In den USA sprechen die Leitzinssenkungen in diesem Jahr und eine robuste Konjunktur mit 2,1 Mio. neu geschaffenen Arbeitsplätzen dafür, dass zunächst der Wohnimmobilienmarkt vor einer baldigen Belebung steht ebenso wie der Markt für Gewerbeimmobilien.
22.11.2019 | 11:30 Uhr
Das sagt Edgar Walk, Chefvolkswirt Metzler Asset Management. Jedoch liegen die realen Immobilienpreise über ihrem langfristigen Trend – eine sich verschlechternde Konjunktur oder steigende Zinsen könnten somit erhebliche Risiken für die Finanzstabilität bergen.
Auf
den Immobilienmarkt wirken in der Regel zwei Kräfte. Die erste Kraft
ist der Zins, da Immobilien ein langlebiges Wirtschaftsgut sind und
damit automatisch im Wert steigen, wenn der Zins fällt. Es lässt sich
daher oft beobachten, dass die Nachfrage nach Immobilienfinanzierungen
sehr sensibel auf Änderungen des Leitzinsniveaus und der Risikoprämie
reagiert, die anhand der Änderungen der Kreditvergabebereitschaft der
Banken messbar ist. Die zweite Kraft ist die konjunkturelle Entwicklung,
da sich bei steigenden Einkommen die Nachfrage nach Wohnimmobilien und
bei steigenden Beschäftigungszahlen die Nachfrage beispielsweise nach
Büro- oder Geschäftsräumen erhöht.
Folgende
Wirkungskette lässt sich oft beobachten: Die Notenbank senkt den
Leitzins -> die Geschäftsbanken lockern ihre Kreditstandards ->
die Nachfrage nach Wohnimmobilien steigt -> die Preise von
Wohnimmobilien steigen -> die Bauaktivität von Wohnimmobilien nimmt
zu -> die Konjunktur belebt sich -> die Unternehmensinvestitionen
steigen -> die Nachfrage nach gewerblichen Immobilien erhöht sich
-> die gewerblichen Immobilienpreise nehmen zu.
== == ==
• **SCHRIFTLICHE AUFGABE A**
Filtern Sie aus den nachstehenden Datensätzen jede Zeile heraus, in der die Zeichenfolge „long“ vorkommt.

• **BEREITGESTELLTE DATENSÄTZE**
== == ==
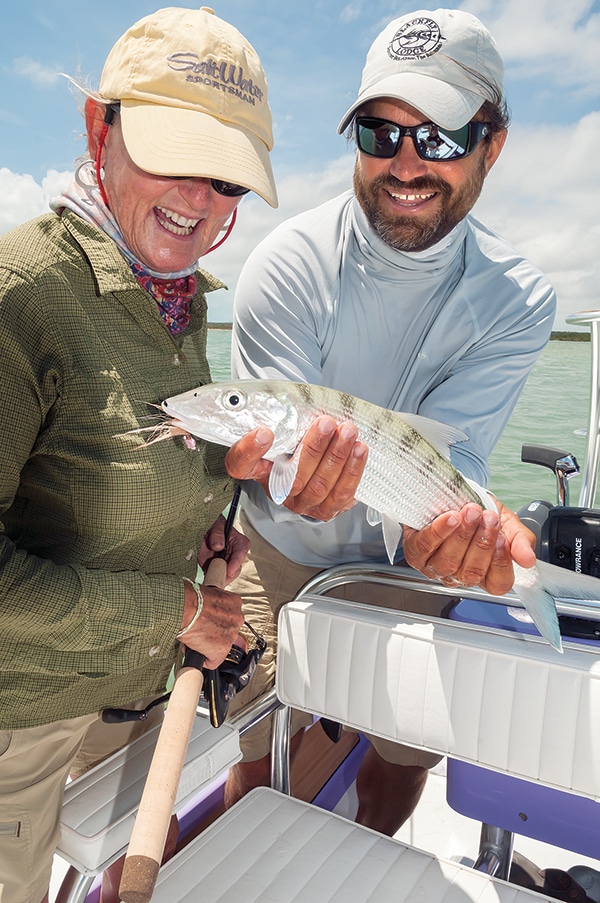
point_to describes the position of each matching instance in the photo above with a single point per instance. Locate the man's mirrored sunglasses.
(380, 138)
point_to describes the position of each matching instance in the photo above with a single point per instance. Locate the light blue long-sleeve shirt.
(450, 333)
== == ==
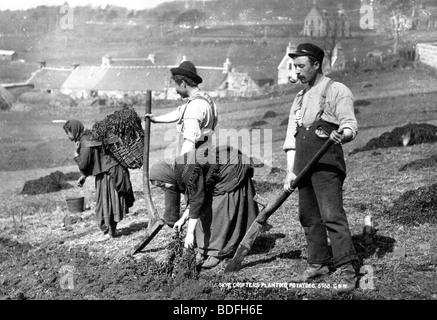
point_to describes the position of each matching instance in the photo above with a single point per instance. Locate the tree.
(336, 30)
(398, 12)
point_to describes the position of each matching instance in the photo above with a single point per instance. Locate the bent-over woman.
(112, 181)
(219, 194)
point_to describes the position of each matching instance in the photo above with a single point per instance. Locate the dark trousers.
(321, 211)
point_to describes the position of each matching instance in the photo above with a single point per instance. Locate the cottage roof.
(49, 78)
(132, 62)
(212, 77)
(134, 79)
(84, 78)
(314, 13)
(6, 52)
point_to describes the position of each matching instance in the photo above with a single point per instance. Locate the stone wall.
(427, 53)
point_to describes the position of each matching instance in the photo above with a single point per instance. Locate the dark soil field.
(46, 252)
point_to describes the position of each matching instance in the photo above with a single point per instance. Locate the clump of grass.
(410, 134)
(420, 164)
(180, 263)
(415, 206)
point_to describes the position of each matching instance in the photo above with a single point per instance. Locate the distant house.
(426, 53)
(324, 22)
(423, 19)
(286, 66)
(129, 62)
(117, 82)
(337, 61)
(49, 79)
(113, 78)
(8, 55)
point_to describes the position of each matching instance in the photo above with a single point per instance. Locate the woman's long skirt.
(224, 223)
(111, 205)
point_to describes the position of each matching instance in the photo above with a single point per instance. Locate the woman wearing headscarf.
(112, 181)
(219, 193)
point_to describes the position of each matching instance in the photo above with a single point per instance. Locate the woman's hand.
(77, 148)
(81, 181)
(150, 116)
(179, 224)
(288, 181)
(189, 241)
== == ==
• **SCHRIFTLICHE AUFGABE B**
Beantworten Sie die folgenden Fragen zum Text über den Immobilienmarkt:
(i) Wie viele Arbeitsplätze wurden in den USA neu geschaffen?
(ii) Welche zwei Kräfte wirken in der Regel auf den Immobilienmarkt?
(iii) Was geschieht in der Wirkungskette unmittelbar, nachdem die Notenbank den Leitzins gesenkt hat?

• **ERGEBNIS DER AUFGABE A**
point_to describes the position of each matching instance in the photo above with a single point per instance. Locate the light blue long-sleeve shirt.
point_to describes the position of each matching instance in the photo above with a single point per instance. Locate the woman's long skirt.

• **ERGEBNIS DER AUFGABE B**
(i) 2,1 Millionen.
(ii) Der Zins und die konjunkturelle Entwicklung.
(iii) Die Geschäftsbanken lockern ihre Kreditstandards.